Records of labeled points
/---

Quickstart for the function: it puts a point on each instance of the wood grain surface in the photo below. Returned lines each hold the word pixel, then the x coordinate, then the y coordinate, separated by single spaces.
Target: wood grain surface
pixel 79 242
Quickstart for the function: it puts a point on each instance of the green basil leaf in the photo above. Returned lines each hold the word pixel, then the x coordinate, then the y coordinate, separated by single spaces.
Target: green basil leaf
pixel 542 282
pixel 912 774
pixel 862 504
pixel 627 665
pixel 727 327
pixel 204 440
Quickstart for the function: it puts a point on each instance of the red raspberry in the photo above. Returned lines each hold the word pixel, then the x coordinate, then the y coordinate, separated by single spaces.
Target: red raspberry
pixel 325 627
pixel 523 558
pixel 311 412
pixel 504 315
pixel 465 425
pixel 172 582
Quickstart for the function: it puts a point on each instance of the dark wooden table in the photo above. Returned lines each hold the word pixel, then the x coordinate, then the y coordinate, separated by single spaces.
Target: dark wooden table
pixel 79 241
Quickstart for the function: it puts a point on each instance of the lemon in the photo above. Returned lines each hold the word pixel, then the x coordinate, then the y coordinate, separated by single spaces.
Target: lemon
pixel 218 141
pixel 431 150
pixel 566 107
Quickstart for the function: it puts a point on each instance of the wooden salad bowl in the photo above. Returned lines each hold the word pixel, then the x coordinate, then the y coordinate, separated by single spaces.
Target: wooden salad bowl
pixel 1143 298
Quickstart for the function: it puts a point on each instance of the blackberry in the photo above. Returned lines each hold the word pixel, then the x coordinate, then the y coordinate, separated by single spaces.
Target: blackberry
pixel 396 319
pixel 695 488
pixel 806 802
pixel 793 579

\---

§ **Brief**
Copy the material from the line with "of the green" up to and including the line with "pixel 204 440", changing "basil leaf" to "mint leaf" and leaving everything else the same. Return only those lines.

§ **The answer**
Quickstart for the function: it puts a point on each instance of the green mint leaf in the photo above. Returned lines each hold the word pixel, then the x coordinate, then the y coordinate, separated by single spaces.
Target: green mint leaf
pixel 542 282
pixel 912 774
pixel 862 504
pixel 627 665
pixel 727 327
pixel 204 440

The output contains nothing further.